▸ Data provided:
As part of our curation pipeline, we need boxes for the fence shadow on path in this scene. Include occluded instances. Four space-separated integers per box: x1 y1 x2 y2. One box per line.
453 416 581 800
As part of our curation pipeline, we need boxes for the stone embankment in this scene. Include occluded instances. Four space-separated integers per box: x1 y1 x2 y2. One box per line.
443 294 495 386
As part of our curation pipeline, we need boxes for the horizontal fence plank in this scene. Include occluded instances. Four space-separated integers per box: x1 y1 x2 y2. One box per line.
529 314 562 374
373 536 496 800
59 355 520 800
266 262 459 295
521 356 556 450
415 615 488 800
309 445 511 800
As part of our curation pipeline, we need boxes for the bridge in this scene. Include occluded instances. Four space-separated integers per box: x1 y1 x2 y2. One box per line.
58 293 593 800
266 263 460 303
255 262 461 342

▸ Exercise: Put every row above into a numbered list, leaving out any blank lines.

▸ Exercise output:
1. As part of our curation pipeline, we need boxes for the fence shadow on path in this scene. Include occluded instances. Four space-separated integers per box: x1 y1 x2 y2. One box per line.
2. 453 416 581 800
3. As part of our curation pipeline, we need boxes for the stone embankment in this scene. Include occluded instances. Four space-separated integers per box: x1 y1 x2 y2. One box per line.
4. 443 294 495 386
5. As part of our curation pipeline, we need boxes for the horizontal fence plank in this scene. Include occluded instances. Four space-separated integers per box: x1 y1 x2 y2. One box per line.
6. 529 314 562 374
7. 373 536 496 800
8. 59 355 520 800
9. 266 262 459 295
10. 521 356 556 450
11. 415 615 488 800
12. 309 445 511 800
13. As part of our curation pipeline, we need boxes for the bridge in this scene. Include occluded instances. Four space-separated integers per box: x1 y1 x2 y2. One box per line.
14. 58 293 593 800
15. 266 263 460 303
16. 255 262 461 342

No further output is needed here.